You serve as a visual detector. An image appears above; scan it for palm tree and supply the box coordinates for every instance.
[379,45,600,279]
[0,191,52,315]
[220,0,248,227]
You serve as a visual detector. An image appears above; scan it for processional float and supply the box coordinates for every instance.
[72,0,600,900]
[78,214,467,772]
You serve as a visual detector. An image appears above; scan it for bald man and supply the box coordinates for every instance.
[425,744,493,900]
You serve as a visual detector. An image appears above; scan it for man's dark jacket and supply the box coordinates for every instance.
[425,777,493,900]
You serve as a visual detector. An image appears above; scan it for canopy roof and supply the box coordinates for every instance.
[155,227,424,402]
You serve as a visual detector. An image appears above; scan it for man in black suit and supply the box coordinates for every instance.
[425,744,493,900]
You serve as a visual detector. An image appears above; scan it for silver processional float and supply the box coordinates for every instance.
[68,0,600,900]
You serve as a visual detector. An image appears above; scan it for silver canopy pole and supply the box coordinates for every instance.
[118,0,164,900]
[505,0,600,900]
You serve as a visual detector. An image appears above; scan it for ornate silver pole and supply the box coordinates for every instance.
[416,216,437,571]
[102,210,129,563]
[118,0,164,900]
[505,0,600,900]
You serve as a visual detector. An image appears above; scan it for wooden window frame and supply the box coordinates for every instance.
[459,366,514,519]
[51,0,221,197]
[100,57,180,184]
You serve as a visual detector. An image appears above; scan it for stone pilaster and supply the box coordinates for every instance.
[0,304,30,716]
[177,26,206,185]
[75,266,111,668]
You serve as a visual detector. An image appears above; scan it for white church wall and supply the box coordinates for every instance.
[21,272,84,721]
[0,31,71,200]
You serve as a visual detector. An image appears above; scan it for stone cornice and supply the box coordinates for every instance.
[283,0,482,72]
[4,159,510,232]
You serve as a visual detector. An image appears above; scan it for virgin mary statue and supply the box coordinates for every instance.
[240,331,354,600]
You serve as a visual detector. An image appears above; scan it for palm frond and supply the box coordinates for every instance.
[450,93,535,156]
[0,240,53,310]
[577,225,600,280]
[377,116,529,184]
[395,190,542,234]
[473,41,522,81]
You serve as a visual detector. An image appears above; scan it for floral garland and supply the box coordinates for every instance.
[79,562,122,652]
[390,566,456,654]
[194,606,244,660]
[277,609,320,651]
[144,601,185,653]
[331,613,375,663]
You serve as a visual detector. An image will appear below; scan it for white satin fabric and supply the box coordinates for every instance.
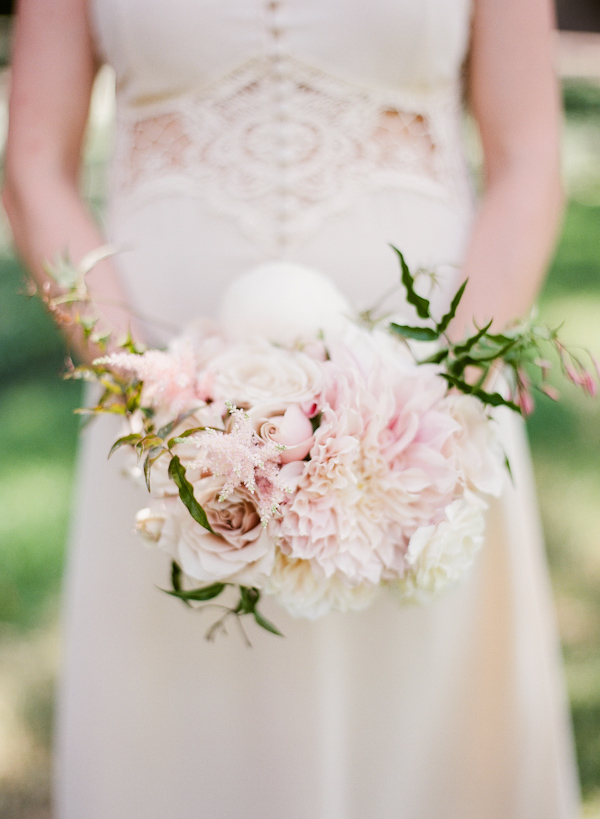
[56,0,577,819]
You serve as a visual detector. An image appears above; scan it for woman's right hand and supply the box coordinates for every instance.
[2,0,138,360]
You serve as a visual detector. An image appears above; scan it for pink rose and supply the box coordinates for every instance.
[256,404,314,464]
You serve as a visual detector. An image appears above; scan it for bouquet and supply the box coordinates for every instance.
[39,249,595,637]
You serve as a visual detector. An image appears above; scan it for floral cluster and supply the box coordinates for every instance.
[96,286,505,618]
[48,251,600,635]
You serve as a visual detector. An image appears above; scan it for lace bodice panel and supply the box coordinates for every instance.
[92,0,469,255]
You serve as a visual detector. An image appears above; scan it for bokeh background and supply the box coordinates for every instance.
[0,6,600,819]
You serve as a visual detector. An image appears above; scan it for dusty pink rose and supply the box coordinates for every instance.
[152,478,274,586]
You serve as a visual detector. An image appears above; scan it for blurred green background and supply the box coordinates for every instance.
[0,67,600,819]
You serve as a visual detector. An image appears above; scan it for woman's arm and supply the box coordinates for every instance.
[453,0,562,336]
[3,0,136,357]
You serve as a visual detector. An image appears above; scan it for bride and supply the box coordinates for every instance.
[4,0,577,819]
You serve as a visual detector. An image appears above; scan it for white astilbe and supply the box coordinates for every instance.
[190,405,289,525]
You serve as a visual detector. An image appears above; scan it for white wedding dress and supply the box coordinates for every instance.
[56,0,577,819]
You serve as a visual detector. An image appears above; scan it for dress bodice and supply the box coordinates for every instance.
[93,0,471,255]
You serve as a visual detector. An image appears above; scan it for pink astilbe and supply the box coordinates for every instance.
[190,404,289,525]
[94,344,210,416]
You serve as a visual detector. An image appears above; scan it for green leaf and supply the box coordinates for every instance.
[440,373,521,415]
[436,279,469,335]
[156,407,198,440]
[418,350,450,364]
[171,560,190,606]
[169,455,214,534]
[391,245,431,318]
[161,583,227,602]
[390,322,440,341]
[504,454,515,486]
[252,609,284,637]
[144,446,168,492]
[453,321,492,356]
[237,586,260,614]
[167,427,206,449]
[108,432,142,458]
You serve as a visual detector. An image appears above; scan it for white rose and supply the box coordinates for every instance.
[210,340,322,413]
[159,477,274,586]
[219,262,352,346]
[400,490,487,601]
[448,395,506,498]
[248,404,315,464]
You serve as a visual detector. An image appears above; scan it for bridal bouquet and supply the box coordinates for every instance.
[41,251,595,636]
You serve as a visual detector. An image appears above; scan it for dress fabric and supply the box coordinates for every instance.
[56,0,578,819]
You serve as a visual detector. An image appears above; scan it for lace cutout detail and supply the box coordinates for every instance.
[113,57,468,255]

###

**Verilen görev**
Kayıtların hepsinde "visual detector" ifadesini "object locator" ile değiştirip satırları yeniden yaz. Başka hiçbir şeye dokunma ve resimleri cevaba koyma.

**Görevin cevabı**
You serve as a object locator. An image appears above; scan it for palm tree and supply the box coordinates for every instance.
[379,45,600,279]
[0,191,52,315]
[220,0,248,227]
You serve as a object locator. An image appears above; scan it for processional float and supply the box coordinates for every instance.
[72,0,600,900]
[78,214,467,772]
You serve as a object locator. An image appears above; scan it for bald man and supply the box coordinates for every instance.
[425,744,493,900]
You serve as a object locator. An image appears above; scan it for man's dark jacket and supply the box coordinates for every instance.
[425,777,493,900]
You serve as a object locator. An image appears above; scan it for canopy roof and supply the box coordinates for every instance.
[155,227,424,402]
You serve as a object locator. An image appears above; scan it for man in black suit and supply the box coordinates for every instance.
[425,744,493,900]
You serve as a object locator. An image appears above; scan it for silver processional float and supply the box coordinates for every instance.
[68,0,600,900]
You serve as a object locator. An image appears above; scan it for silver canopy pole and supply the box coordinates for every instance.
[118,0,164,900]
[505,0,600,900]
You serve as a object locator. An image appears above; scan it for ornate silver pole and supply the box coordinates for every instance.
[416,216,437,571]
[102,210,129,563]
[118,0,164,900]
[505,0,600,900]
You serve as a object locator. An image appears above; scan it for wooden window frame and supply the box coordinates for every instance.
[459,366,514,519]
[51,0,221,197]
[100,57,180,184]
You serve as a object locator. An image appears above; scan it for stone pilaster and supply the box coordinates for every instance.
[0,304,30,716]
[177,26,206,185]
[75,266,111,668]
You serve as a object locator. An image appears above; scan it for white church wall and supply the box coordinates for every instance.
[21,272,84,721]
[0,31,71,200]
You serve as a object locator. An image appears above; scan it for stone cornice and supply the box coordinates for every instance.
[283,0,482,72]
[4,159,510,232]
You serve as a object locator. An image appears above; scan it for virgin mary statue and supply the box coordinates for every instance.
[240,331,354,600]
You serve as a object locator. An image appears above; scan it for palm frond and supply the box coordinates for every instance.
[450,93,535,156]
[0,240,53,310]
[577,225,600,280]
[377,116,529,184]
[395,190,542,234]
[473,41,522,81]
You serve as a object locator. An image appears above; scan it for floral garland and supply the box coordinates for every instance.
[79,562,122,652]
[390,566,456,654]
[194,606,244,660]
[277,609,320,651]
[144,601,185,653]
[331,613,375,663]
You serve as a object locator. An image will appear below; scan it for white satin fabric and supply the box coordinates for every instance.
[56,0,577,819]
You serve as a object locator. An image appears above; scan it for woman's right hand and supply the box coordinates for every instance.
[2,0,138,360]
You serve as a object locator. An image appears above; scan it for pink rose and supply the box coordinates for every instance.
[256,404,314,464]
You serve as a object locator. An image appears above; scan it for bouquet and supply the box coordinates for every instance.
[39,249,595,637]
You serve as a object locator. An image appears above; scan it for floral cluster and supply the box coordinates for every instance.
[96,286,505,618]
[48,251,600,635]
You serve as a object locator. An image appears above; scan it for lace bodice panel and supply the box coordinates for every instance.
[92,0,469,255]
You serve as a object locator. An image appears above; scan it for bokeh background and supply the box coordinates for every instance.
[0,6,600,819]
You serve as a object locator. An image appears above; scan it for dusty pink rose and supply the box coordinates for every instance.
[152,478,274,586]
You serve as a object locator. An image appears above; scan it for blurred green background and supply the box coordinates for every instance.
[0,67,600,819]
You serve as a object locator. An image appears above; scan it for woman's arm and supply the box coordinates for every instance.
[453,0,562,336]
[3,0,136,357]
You serve as a object locator. An image appears above; scan it for bride and supply the box coordinates for every instance.
[4,0,577,819]
You serve as a object locator. An image appears above; scan it for white astilbe and supply the box coordinates for every instance.
[190,405,289,525]
You serve as a object locator. An image appears above; scan it for white wedding dress and supply the box coordinates for every instance.
[56,0,577,819]
You serve as a object locator. An image appears above; scan it for dress bodice and supply the box coordinates for every instance.
[93,0,471,255]
You serve as a object locator. An image appears above; scan it for pink astilbe and supply the box coordinates for every instance.
[190,404,289,525]
[94,344,210,416]
You serve as a object locator. An image appears above; scan it for green leaf and supply the box coordinates for every instance.
[440,373,521,415]
[436,279,469,335]
[156,407,198,440]
[418,350,450,364]
[171,560,190,606]
[169,455,214,534]
[391,245,431,318]
[161,583,227,602]
[390,322,440,341]
[504,454,515,486]
[252,609,284,637]
[144,446,168,492]
[453,321,492,356]
[237,586,260,614]
[167,427,206,449]
[108,432,142,458]
You serve as a object locator. An image appears above; scan it for white rose and supply the box coordinates for every instance.
[210,340,322,413]
[159,477,274,586]
[219,262,352,346]
[400,490,487,601]
[448,395,506,498]
[248,404,315,464]
You serve as a object locator. An image appears above; scan it for bridal bouquet and supply the box coordinates for every instance.
[41,251,595,636]
You serve as a object locator. An image appears above; scan it for dress fabric and supply the box coordinates for every instance.
[56,0,578,819]
You serve as a object locator. An image appears above; scan it for lace cutout detail and supply the box coordinates for every instance.
[113,57,468,255]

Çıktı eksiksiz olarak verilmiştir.